Enunciado »
Responde a estas preguntas sobre el texto proporcionado:
(a) ¿Qué publicación advierte de que ser médico de tus familiares puede llevarte a saltarte la ética?
(b) ¿Hace cuántos años el Alzheimer redujo a la abuela a la expresión simplificada de lo que era?
(c) ¿Cuántos años de carrera se añaden al comentario que hace la madre?

Que no debes ser el médico de tus familiares es algo que más o menos tengo claro. Está claro que puedes aclarar dudas, ofrecer información y ser una “red de seguridad” si alguna vez piensas que otro médico está metiendo la pata con tu familiar. Incluso el New England dice que cuidadito con estas prácticas, que puede ser que te acabes pasando la ética por el forro.
Lo que no dice el New England –ni te cuentan en clase- es que en tu afán por no ser médico para ser familiar/amigo/conocido/loquesea a veces te pasas de frenada y te quedas en ponerle mucho empeño a lo de no ser médico y poco a lo de ser familiar/…
Mi abuela –y la de mi hermana, mi hermano y mi prima- murió hace unos días. Hace cinco años ya se murió un poco, cuando el Alzheimer la redujo a la expresión simplificada de lo que ella era (de ser cariñosa a dar besos si te acercabas, de ser alegre a poner una sonrisa que durara cinco años, de querer mucho a su gente a agarrar mucho –y muy fuerte- a su gente). Ahora se murió lo que quedaba. Una vez sabes que como médico no se te espera es mucho más fácil ser familiar. A veces te sales un poco del foco para dar el refuerzo que se necesita –que no deja de ser el mismo comentario que hace tu madre pero añadiéndole seis años de carrera y mucho menos sentido común-: que si no sufrió y eso es lo importante, que si no tuvo conciencia de apagarse del todo, que si el Alzheimer es una enfermedad muy cruel.

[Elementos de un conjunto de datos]
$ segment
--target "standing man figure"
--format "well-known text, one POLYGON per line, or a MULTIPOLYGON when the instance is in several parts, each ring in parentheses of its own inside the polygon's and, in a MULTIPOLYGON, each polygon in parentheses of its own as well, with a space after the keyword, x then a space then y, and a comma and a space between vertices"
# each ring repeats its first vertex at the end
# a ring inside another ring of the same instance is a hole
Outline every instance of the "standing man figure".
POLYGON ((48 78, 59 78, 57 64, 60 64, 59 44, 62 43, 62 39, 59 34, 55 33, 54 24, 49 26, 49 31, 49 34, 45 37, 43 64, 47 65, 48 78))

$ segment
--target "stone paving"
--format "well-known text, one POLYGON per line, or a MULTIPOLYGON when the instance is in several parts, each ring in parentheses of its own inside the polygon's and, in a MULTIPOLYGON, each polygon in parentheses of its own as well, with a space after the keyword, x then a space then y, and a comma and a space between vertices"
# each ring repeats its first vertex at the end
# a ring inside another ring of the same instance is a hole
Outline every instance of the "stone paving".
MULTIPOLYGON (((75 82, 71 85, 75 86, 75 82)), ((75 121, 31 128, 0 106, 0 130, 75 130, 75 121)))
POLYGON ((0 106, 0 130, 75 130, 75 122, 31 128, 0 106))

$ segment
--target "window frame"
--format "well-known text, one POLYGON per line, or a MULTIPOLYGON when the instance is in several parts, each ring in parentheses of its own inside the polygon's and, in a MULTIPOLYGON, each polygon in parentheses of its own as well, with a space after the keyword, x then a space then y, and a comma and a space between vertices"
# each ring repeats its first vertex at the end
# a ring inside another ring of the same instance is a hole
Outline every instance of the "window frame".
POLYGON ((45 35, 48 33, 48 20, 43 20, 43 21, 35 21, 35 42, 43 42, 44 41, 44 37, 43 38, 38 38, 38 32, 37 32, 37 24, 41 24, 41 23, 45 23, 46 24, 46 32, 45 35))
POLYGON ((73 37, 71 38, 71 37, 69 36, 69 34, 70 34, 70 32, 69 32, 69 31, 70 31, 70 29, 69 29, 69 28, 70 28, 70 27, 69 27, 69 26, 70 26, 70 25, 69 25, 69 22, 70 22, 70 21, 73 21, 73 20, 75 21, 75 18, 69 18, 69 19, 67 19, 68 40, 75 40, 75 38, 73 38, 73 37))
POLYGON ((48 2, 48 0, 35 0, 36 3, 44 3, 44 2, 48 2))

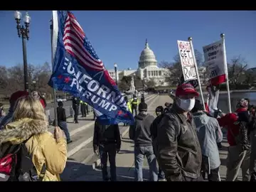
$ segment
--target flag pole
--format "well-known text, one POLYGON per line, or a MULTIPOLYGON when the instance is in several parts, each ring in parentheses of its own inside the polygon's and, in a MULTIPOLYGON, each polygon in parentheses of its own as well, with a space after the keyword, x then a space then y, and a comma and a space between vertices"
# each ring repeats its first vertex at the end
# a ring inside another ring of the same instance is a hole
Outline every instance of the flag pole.
POLYGON ((226 55, 226 53, 225 53, 225 34, 221 33, 220 37, 223 40, 223 46, 224 67, 225 67, 225 73, 226 75, 226 85, 227 85, 227 91, 228 91, 228 106, 229 112, 231 113, 232 111, 231 111, 231 102, 230 102, 230 88, 229 88, 227 55, 226 55))
MULTIPOLYGON (((53 73, 54 54, 53 54, 53 17, 52 17, 52 19, 50 20, 50 48, 51 48, 52 73, 53 73)), ((58 119, 57 119, 56 90, 54 88, 53 88, 53 103, 54 103, 54 126, 57 127, 58 126, 58 119)))
POLYGON ((193 47, 192 38, 191 38, 191 37, 189 37, 189 38, 188 38, 188 40, 189 43, 190 43, 190 45, 191 45, 191 51, 192 51, 193 60, 193 62, 194 62, 194 63, 195 63, 196 78, 197 78, 198 81, 199 90, 200 90, 200 94, 201 94, 201 99, 202 99, 203 110, 204 110, 205 111, 206 111, 206 105, 205 105, 204 99, 203 99, 203 91, 202 91, 202 87, 201 87, 201 81, 200 81, 200 78, 199 78, 198 69, 198 68, 197 68, 197 63, 196 63, 196 56, 195 56, 195 52, 194 52, 193 47))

Respuesta »
(a) El New England.
(b) Hace cinco años.
(c) Seis años.